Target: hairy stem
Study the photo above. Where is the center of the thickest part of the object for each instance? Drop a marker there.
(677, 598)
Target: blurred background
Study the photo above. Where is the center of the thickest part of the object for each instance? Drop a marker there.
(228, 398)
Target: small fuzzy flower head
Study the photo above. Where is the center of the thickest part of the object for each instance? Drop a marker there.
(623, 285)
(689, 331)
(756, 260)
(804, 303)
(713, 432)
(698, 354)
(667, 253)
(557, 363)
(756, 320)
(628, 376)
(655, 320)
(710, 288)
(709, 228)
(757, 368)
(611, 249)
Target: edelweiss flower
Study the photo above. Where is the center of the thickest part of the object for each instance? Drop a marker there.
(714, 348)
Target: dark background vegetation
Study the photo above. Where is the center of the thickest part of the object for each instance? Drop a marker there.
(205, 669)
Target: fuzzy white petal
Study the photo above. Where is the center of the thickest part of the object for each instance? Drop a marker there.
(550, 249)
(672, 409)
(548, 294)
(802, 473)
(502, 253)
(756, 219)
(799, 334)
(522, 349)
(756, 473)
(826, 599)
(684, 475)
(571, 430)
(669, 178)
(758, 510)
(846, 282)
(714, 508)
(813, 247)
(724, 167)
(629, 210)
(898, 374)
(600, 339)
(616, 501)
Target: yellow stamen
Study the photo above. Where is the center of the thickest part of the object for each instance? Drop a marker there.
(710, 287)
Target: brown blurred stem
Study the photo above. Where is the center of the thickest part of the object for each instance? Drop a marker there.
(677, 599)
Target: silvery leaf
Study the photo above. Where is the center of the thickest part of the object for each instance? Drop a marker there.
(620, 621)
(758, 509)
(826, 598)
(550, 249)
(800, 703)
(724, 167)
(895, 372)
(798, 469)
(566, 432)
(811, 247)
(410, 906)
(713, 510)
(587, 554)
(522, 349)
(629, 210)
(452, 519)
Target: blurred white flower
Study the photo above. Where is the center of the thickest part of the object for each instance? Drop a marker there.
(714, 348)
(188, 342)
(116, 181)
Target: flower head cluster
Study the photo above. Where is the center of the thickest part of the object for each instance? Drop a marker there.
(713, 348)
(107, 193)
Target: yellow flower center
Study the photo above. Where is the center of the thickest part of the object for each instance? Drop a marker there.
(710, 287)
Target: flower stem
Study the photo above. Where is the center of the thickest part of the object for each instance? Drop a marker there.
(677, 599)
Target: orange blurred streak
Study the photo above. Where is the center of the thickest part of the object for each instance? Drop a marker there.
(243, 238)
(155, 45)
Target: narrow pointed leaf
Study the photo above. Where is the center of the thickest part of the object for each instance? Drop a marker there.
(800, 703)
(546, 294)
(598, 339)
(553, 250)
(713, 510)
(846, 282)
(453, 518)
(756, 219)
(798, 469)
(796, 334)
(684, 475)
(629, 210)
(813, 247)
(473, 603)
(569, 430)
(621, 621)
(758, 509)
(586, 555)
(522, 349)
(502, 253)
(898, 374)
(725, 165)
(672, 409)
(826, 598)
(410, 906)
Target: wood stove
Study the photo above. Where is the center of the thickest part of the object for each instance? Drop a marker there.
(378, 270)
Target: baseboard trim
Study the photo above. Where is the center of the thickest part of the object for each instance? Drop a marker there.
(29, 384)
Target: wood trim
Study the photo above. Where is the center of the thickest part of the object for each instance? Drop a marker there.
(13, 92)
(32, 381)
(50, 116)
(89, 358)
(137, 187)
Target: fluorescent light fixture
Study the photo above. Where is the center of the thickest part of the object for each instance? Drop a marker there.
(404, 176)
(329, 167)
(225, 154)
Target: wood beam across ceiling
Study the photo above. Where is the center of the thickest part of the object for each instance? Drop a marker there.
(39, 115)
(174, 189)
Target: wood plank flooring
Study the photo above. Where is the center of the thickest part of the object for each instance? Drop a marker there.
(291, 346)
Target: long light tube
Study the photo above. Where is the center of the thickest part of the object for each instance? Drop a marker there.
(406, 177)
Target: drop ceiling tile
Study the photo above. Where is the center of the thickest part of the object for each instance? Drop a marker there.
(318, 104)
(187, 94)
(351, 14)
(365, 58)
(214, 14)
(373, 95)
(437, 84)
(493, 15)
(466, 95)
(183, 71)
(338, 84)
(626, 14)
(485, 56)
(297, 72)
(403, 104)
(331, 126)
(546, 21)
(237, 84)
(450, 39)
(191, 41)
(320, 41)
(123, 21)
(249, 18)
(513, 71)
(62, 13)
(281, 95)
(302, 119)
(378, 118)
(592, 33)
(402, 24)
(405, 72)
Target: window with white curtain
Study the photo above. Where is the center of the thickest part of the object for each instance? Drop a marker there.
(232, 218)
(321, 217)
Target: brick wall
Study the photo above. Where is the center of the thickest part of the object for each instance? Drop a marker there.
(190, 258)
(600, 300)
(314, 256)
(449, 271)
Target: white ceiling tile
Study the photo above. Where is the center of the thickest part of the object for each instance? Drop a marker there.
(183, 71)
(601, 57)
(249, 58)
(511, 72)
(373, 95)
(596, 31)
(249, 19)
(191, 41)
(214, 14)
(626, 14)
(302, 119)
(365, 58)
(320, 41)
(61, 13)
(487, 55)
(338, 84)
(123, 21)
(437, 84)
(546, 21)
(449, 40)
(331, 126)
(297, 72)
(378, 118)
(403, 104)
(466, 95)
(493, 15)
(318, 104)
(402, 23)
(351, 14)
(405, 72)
* * * * * * *
**Work to be completed:**
Rewrite all of the material above as a JSON list of strings, one string per line, and leave out any blank lines.

**Task result:**
[
  "Target: hairy stem",
  "Study the photo above. Where is the center of the thickest part of the object for each instance? Drop a marker there.",
  "(677, 598)",
  "Target: blurred background",
  "Study the photo above. Where is the center of the thickest part of the object for each instance? Drop a marker there.",
  "(228, 398)",
  "Target: small fuzzy flower head",
  "Study the photo above. Where is the center of the thickest part of the object for each instance? Drop a marker there.",
  "(623, 285)",
  "(689, 331)",
  "(756, 260)",
  "(804, 303)",
  "(713, 432)",
  "(698, 354)",
  "(667, 253)",
  "(557, 363)",
  "(756, 320)",
  "(628, 376)",
  "(655, 320)",
  "(710, 288)",
  "(709, 228)",
  "(757, 368)",
  "(611, 249)",
  "Target: edelweiss flower",
  "Study the photo above. Where is the center of the thickest part of the object for each instance? Drop a marker there.",
  "(714, 348)",
  "Target: dark background vegetation",
  "Study the photo above. Where is the center of the thickest part of the object for each instance? Drop a marker there.",
  "(205, 669)",
  "Target: fuzzy white petal",
  "Study the photo above. Where is the center of the thickest part of the object for each instance? Drop a marker there.",
  "(550, 249)",
  "(672, 409)",
  "(548, 294)",
  "(802, 473)",
  "(502, 253)",
  "(756, 219)",
  "(799, 334)",
  "(522, 349)",
  "(756, 473)",
  "(826, 599)",
  "(684, 475)",
  "(571, 430)",
  "(669, 178)",
  "(758, 510)",
  "(846, 282)",
  "(714, 508)",
  "(813, 247)",
  "(724, 167)",
  "(629, 210)",
  "(898, 374)",
  "(600, 339)",
  "(616, 501)",
  "Target: yellow stamen",
  "Study the photo above. Where is the center of the thickest part of the object for each instance? Drop a marker there.",
  "(710, 287)",
  "Target: brown blurred stem",
  "Study the photo above. Where is the center of the thickest part of the object for each instance? Drop a marker there.",
  "(677, 599)",
  "Target: silvery leaf",
  "Study the photo above. Where is the center of the thickest part of the object for each instance? Drop a marker there.",
  "(620, 621)",
  "(758, 509)",
  "(826, 598)",
  "(550, 249)",
  "(800, 703)",
  "(724, 167)",
  "(895, 372)",
  "(798, 469)",
  "(566, 432)",
  "(811, 247)",
  "(410, 906)",
  "(713, 510)",
  "(587, 554)",
  "(522, 349)",
  "(629, 210)",
  "(452, 519)",
  "Target: blurred white flower",
  "Study the photo above. Where is the center of the thickest part of the object for each instance? Drop a marker there.",
  "(714, 348)",
  "(188, 342)",
  "(116, 181)",
  "Target: flower head cluster",
  "Study the photo above. Where is the center of the thickest part of the object for each instance? Drop a marker there.",
  "(713, 348)",
  "(107, 193)",
  "Target: yellow flower center",
  "Study the photo above. Where is the center of the thickest part of the object for each instance? Drop a marker there.",
  "(710, 287)",
  "Target: flower stem",
  "Study the photo above. Where is the center of the thickest part of the object for each instance? Drop a marker there.",
  "(677, 599)",
  "Target: orange blurred streak",
  "Study the photo above. Where is the center of the thickest part of the object for each instance? Drop a marker there.",
  "(243, 238)",
  "(155, 45)",
  "Target: narrow pointed leaf",
  "Study the photo above. Where is the center of the thickest part of the object for each instance? Drop a marker there.",
  "(800, 703)",
  "(546, 294)",
  "(598, 339)",
  "(553, 250)",
  "(713, 510)",
  "(846, 282)",
  "(453, 518)",
  "(756, 219)",
  "(798, 469)",
  "(796, 334)",
  "(684, 475)",
  "(629, 210)",
  "(813, 247)",
  "(473, 603)",
  "(569, 430)",
  "(621, 621)",
  "(758, 509)",
  "(586, 555)",
  "(522, 349)",
  "(502, 253)",
  "(898, 374)",
  "(725, 165)",
  "(672, 409)",
  "(826, 598)",
  "(410, 906)",
  "Target: wood stove",
  "Study the photo above. Where is the center of the thickest part of the object for each instance? Drop a marker there.",
  "(378, 270)",
  "Target: baseboard trim",
  "Study the photo above. Where is the center of the thickest part of the object for each instance? Drop a marker there.",
  "(29, 384)",
  "Target: wood trim",
  "Study the photo above. Where is the center of the thickest part of the object for each instance? Drop a marker there.",
  "(13, 92)",
  "(32, 381)",
  "(50, 116)",
  "(89, 358)",
  "(137, 187)",
  "Target: fluorescent light fixture",
  "Study the photo above. Where is the center of the thickest part of the object for each instance? Drop a marker there.",
  "(404, 176)",
  "(329, 167)",
  "(225, 154)",
  "Target: wood beam across ceiling",
  "Study the photo above. Where is the center of the thickest part of the object for each instance? Drop a marker there.",
  "(39, 115)",
  "(174, 189)",
  "Target: wood plank flooring",
  "Study the photo above. Where is the center of the thickest part of the object for each instance? Drop a marker there.",
  "(291, 346)",
  "Target: long light tube",
  "Study the photo above. Where is the center of the thickest part of the object for each instance? Drop a marker there.",
  "(406, 177)",
  "Target: drop ceiling tile",
  "Study the photo above. Where is the center of the thickest part of the object for each instance? Drop a marker there.",
  "(318, 104)",
  "(187, 94)",
  "(351, 14)",
  "(365, 58)",
  "(214, 14)",
  "(373, 95)",
  "(437, 84)",
  "(493, 15)",
  "(466, 95)",
  "(183, 71)",
  "(338, 84)",
  "(626, 14)",
  "(485, 56)",
  "(297, 72)",
  "(403, 104)",
  "(331, 126)",
  "(546, 21)",
  "(237, 84)",
  "(450, 39)",
  "(191, 41)",
  "(320, 41)",
  "(123, 21)",
  "(249, 18)",
  "(513, 71)",
  "(62, 13)",
  "(281, 95)",
  "(302, 119)",
  "(378, 118)",
  "(592, 33)",
  "(402, 24)",
  "(405, 72)",
  "Target: window with white curtain",
  "Study the photo above. Where is the center of the thickest part of the object for each instance? Drop a marker there.",
  "(232, 218)",
  "(321, 217)",
  "Target: brick wall",
  "Study the photo above. Where is the center of the thickest part of the object for each instance? Drop a marker there.",
  "(190, 258)",
  "(600, 300)",
  "(314, 256)",
  "(449, 271)",
  "Target: white ceiling tile",
  "Study the photo above. Where is the center of the thickest part of the object for each instance? Drop a marker there.",
  "(183, 71)",
  "(601, 57)",
  "(249, 58)",
  "(511, 72)",
  "(373, 95)",
  "(596, 31)",
  "(249, 19)",
  "(191, 41)",
  "(214, 14)",
  "(626, 14)",
  "(302, 119)",
  "(365, 58)",
  "(320, 41)",
  "(61, 13)",
  "(487, 55)",
  "(338, 84)",
  "(123, 21)",
  "(437, 84)",
  "(546, 21)",
  "(449, 40)",
  "(331, 126)",
  "(297, 72)",
  "(378, 118)",
  "(403, 104)",
  "(466, 95)",
  "(493, 15)",
  "(318, 104)",
  "(402, 23)",
  "(351, 14)",
  "(405, 72)"
]